→ Provided material
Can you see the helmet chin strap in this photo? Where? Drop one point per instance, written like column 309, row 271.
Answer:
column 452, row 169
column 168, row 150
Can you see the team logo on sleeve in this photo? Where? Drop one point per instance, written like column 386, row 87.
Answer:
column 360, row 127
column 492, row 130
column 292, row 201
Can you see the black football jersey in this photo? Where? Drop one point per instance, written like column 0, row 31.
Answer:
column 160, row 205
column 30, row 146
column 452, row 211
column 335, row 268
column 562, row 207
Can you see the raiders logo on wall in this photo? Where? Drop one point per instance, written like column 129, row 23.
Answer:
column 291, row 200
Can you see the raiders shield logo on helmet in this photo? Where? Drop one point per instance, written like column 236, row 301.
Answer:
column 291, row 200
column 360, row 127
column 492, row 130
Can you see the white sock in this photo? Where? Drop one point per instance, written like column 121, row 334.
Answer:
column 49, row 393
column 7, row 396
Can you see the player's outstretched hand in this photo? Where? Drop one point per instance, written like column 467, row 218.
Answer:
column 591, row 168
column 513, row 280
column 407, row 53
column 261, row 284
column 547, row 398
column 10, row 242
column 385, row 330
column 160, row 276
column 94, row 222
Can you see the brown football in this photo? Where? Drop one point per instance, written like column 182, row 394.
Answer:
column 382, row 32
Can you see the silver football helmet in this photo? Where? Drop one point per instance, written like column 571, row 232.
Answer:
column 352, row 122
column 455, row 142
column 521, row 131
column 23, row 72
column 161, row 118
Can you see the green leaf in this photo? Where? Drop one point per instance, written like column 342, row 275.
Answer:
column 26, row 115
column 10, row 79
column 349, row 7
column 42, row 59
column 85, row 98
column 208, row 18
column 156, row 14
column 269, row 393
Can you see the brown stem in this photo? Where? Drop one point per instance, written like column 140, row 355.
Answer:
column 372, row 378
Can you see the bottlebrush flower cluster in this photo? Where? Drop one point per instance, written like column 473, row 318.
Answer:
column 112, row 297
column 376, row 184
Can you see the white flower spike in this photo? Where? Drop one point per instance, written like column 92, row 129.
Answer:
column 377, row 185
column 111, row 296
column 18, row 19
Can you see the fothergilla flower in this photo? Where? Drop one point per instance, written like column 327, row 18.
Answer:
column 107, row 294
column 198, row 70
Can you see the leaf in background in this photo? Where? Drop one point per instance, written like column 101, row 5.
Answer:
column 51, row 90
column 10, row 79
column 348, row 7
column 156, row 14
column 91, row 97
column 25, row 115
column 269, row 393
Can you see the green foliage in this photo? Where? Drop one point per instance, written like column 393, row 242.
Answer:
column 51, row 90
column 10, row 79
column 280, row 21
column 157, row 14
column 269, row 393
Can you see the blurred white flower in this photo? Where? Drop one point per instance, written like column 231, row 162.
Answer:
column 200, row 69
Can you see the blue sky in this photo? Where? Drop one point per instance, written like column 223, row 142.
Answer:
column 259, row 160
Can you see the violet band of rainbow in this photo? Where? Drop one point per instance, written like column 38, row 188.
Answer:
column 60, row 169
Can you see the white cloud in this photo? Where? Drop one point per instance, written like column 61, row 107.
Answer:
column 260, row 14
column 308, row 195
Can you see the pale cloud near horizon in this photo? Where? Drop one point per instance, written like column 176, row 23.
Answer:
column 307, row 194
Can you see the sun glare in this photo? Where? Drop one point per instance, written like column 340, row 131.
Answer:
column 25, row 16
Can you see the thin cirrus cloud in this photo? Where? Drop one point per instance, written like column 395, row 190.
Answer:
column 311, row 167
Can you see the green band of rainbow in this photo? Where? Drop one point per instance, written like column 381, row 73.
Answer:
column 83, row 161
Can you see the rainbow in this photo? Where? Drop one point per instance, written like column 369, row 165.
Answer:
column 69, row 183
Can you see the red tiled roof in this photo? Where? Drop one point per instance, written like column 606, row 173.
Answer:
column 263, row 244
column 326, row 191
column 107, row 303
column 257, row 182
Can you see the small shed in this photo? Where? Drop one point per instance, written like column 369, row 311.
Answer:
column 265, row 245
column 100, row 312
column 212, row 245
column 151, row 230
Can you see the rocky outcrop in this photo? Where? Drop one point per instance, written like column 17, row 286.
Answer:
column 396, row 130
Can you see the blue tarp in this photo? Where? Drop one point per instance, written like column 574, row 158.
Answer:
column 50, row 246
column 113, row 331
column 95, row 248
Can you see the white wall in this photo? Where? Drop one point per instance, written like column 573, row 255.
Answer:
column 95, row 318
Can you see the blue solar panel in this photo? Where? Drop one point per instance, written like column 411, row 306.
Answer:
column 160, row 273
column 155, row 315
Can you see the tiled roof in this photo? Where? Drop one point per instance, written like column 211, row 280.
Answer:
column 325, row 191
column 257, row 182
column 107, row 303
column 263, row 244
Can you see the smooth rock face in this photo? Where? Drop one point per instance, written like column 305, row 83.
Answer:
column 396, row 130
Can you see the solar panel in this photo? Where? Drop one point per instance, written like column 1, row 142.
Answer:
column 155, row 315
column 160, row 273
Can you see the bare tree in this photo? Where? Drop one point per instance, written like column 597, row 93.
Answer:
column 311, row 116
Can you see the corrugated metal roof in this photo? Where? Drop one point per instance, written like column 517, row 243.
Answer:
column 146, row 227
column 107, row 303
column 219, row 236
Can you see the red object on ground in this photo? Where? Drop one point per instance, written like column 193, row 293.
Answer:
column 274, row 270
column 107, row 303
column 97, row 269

→ To do
The answer should be a bare number: how many lines of the material above include "tiled".

→ Response
2